• _Task to carry out_
Please give again the lines from the one containing "Please put a marker on the blurred" through the end of the items, replacing "Coordinates" with "Points" and leaving everything else unchanged.

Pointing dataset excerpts

───

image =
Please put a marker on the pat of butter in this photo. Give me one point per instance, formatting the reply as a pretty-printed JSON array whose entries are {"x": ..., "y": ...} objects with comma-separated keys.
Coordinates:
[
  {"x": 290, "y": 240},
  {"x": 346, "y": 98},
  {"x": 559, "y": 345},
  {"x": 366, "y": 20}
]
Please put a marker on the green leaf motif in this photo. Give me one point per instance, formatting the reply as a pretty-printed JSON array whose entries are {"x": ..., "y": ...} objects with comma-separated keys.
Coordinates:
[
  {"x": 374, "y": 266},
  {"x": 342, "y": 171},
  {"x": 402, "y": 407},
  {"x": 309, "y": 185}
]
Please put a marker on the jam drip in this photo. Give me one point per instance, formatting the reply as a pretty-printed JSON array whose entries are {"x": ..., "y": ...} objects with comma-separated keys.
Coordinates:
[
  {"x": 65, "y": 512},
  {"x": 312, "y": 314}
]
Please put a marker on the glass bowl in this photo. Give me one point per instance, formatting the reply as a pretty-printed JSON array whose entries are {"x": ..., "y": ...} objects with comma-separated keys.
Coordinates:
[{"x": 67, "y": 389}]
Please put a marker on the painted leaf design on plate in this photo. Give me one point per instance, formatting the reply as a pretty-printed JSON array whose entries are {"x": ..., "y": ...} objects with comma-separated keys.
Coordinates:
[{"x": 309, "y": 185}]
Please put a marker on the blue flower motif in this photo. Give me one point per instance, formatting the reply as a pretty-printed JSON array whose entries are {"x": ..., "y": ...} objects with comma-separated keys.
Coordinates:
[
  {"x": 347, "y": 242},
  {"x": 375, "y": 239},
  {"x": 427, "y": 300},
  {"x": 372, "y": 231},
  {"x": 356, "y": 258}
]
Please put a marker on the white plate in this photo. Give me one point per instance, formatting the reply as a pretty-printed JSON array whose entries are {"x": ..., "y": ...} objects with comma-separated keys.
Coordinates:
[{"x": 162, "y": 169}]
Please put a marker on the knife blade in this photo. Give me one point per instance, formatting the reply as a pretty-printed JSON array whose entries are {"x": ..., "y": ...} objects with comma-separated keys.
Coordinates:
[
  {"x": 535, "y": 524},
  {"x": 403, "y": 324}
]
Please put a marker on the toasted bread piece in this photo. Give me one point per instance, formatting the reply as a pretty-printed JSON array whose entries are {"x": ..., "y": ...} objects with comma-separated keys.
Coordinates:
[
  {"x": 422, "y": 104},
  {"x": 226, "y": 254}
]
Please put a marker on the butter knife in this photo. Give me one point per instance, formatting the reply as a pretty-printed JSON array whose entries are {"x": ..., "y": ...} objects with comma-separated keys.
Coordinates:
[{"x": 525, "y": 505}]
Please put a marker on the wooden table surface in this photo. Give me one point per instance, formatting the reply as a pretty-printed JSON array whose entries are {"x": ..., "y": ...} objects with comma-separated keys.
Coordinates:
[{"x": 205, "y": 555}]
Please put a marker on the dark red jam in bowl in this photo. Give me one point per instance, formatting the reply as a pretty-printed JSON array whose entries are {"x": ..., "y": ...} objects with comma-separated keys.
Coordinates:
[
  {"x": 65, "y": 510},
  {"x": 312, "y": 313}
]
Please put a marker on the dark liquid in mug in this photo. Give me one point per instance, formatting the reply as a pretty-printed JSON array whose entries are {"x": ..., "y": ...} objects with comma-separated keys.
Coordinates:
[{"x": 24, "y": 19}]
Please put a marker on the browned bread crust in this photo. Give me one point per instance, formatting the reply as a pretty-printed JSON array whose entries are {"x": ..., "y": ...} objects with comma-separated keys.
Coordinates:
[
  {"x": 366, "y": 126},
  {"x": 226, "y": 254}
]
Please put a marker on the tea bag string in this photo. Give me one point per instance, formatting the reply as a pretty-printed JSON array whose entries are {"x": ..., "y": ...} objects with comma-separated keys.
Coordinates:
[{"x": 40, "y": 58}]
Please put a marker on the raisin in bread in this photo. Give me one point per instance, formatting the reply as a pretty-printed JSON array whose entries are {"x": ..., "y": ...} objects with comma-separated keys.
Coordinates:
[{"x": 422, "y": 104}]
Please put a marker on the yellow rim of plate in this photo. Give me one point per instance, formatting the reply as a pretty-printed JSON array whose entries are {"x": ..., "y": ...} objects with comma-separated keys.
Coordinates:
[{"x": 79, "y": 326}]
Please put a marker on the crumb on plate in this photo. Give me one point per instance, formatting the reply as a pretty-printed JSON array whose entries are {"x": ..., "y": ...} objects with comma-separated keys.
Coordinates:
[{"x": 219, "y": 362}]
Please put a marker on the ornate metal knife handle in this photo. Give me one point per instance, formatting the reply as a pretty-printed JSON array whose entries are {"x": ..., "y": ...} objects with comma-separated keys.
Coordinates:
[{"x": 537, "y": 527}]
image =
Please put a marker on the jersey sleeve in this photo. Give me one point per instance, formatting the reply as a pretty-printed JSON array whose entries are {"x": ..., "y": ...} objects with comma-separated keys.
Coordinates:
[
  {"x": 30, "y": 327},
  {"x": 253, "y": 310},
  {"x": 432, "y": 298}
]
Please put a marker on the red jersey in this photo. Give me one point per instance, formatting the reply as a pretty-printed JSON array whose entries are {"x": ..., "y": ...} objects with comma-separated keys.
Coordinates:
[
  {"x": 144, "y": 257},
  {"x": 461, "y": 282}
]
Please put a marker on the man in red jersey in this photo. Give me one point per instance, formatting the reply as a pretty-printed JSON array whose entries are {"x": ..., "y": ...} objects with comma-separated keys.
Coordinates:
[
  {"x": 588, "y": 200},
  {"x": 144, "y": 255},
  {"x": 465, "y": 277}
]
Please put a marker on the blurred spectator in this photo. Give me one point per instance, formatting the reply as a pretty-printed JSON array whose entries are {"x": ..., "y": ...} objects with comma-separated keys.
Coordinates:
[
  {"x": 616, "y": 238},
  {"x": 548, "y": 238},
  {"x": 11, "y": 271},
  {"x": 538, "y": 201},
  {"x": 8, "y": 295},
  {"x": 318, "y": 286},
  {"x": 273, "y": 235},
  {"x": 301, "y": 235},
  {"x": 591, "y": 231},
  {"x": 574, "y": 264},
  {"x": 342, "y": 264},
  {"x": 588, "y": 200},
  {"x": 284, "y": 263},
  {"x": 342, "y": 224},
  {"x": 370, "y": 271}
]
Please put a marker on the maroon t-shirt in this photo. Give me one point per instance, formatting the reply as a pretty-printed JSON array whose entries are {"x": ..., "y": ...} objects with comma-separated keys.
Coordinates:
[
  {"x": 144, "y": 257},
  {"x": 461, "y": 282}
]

───

• _Exercise output_
Please put a marker on the blurred spectator in this photo. Give me one point per instance, formatting the reply as a pretty-printed JSON array whose entries are {"x": ..., "y": ...} objects with comma-separated keys.
Points:
[
  {"x": 616, "y": 238},
  {"x": 548, "y": 238},
  {"x": 11, "y": 271},
  {"x": 538, "y": 201},
  {"x": 8, "y": 295},
  {"x": 318, "y": 286},
  {"x": 273, "y": 235},
  {"x": 301, "y": 235},
  {"x": 591, "y": 231},
  {"x": 574, "y": 264},
  {"x": 342, "y": 264},
  {"x": 588, "y": 200},
  {"x": 284, "y": 263},
  {"x": 342, "y": 224},
  {"x": 370, "y": 271}
]
Please put a marker on the maroon t-shirt in this photo. Give me one point per instance, formatting the reply as a pretty-printed JSON array whose entries are {"x": ..., "y": ...} objects with comma-separated keys.
Points:
[
  {"x": 144, "y": 257},
  {"x": 461, "y": 282}
]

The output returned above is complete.